Required actions
**a)** According to the article on GCSE results, what will the grades of students due to collect results this Thursday be based on?
**b)** Pick up the article on GCSE results after its last sentence and continue it.

After seeing the news today, Ms McKnight was relieved to see the turnaround by the UK Government.
“We are finally going to get the results that we have worked so hard for, and I am feeling so happy,” she said.
GCSE students who were due to collect their results this Thursday will see their results based on their teachers’ predictions.
Alicia Fernandes, 16, described the relief she felt at hearing this news.
“We have worked extremely hard over the last two to three years and our teachers know us, how we've progressed and the grades that we deserve to get, which is something that the algorithm would've never been able to match,” she said.
“Although it was said that the teacher's predictions were inflated, I think that they're qualified professionals who should be listened to and trusted instead of being ignored, especially after all the work they've put into giving us our predicted grades.”
“That's why I prefer the new method over the algorithm that would've unfairly downgraded and put most students at a disadvantage.”
Meanwhile 16-year old, James Rosado said: “I feel relieved about the UK Government's decision to base our GCSE results on teachers' predicted grades.”
“I believe this is much fairer as our teachers have been with us throughout the two years’ of study and realistically know what we are capable of, unlike an algorithm.”
“I personally agree that I would have achieved the grades I have been predicted because they have been based on evidence such as mock results and class assessments.”
“I believe this is the best method the Government could have used, considering the limited time frame, however I am concerned about the potential discrimination my year could face from future employers as some perceive teachers' predicted grades to be too lenient.”
“At the end of the day, I think more trust should be afforded to teachers who know their student's better than anyone else. Their predictions have been based on their professional judgement, which should ultimately be respected.”
“I am more relieved about the change as I trust my teachers judgement more than Ofqual's considering what already happened to GCSE's and A-Levels,” Oliver Cox, 16, said.
Meanwhile Roseanna Warne, 16, said she was very pleased and relieved with this last minute change.
“I believe these results will be the closest possible estimate as to what I would have achieved had the exams taken place as normal because they are based on evidence such as mock exam results and they will not be unfairly downgraded by an algorithm,” she said.
“I consider this decision to be the best one possible in this situation.”
“Our teachers have spent a lot of time and effort into giving us a fair grade which we deserve, they are the ones who know what we are capable of and so I believe their predicted grades are the fairest possible solution.”
The Government of Gibraltar welcomed the recognition by the UK Government of Centre Assessed Grades.

Collected data

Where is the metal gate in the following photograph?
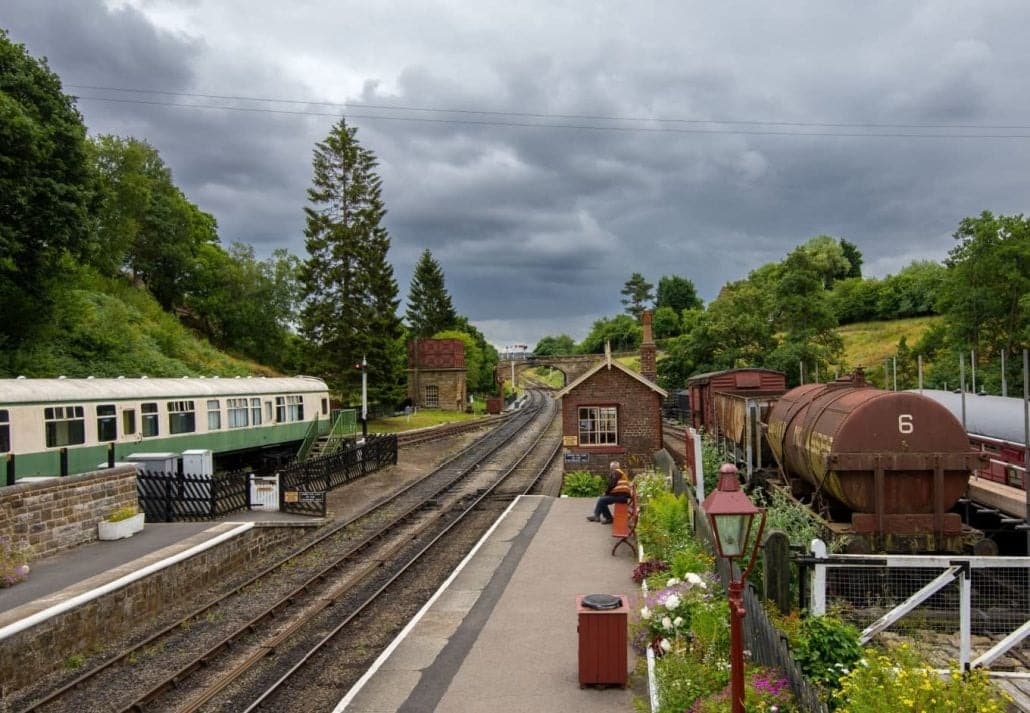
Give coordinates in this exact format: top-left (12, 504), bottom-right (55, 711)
top-left (250, 473), bottom-right (279, 512)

Outputs in order
**a)** Their teachers' predictions.

**b)**
Chief Minister Fabian Picardo took to Twitter where he said: “Excellent news and fairer. We will now no longer see appeals pursued by distressed youngsters. I congratulate all our students on their final grades, awarded more fairly based on the assessments of teachers who know them better than a remote algorithm.”
In a statement, the Gibraltar Government said: “This is very good news for many students who felt hard done by with the grades originally awarded to them.”
“This has been a hard year for students, parents and educators. The experience with the initial A-Level was clearly going to get even worse with GCSEs.”
“This mechanism now ensures that students will now be awarded grades assessed by those closest to their work and with the deepest understanding of each student’s ability.”
“In Gibraltar, we will therefore no longer have to fund appeals or recognise the CAGs for the purposes of awarding the status of Gibraltar Scholars.”
“The Government now extends its congratulations to all A-Level students on the basis of their final grades which will now be the grades they were awarded by their teachers.”
“Her Majesty's Government of Gibraltar considers that this solution is a fairer and more equitable solution given the number of unfair situations which had come to the attention of the Government in the past days.”
Ofqual chairman, Roger Taylor, apologised for the “uncertainty and anxiety” caused by the fiasco.
“There was no easy solution to the problem of awarding exam results when no exams have taken place,” he said.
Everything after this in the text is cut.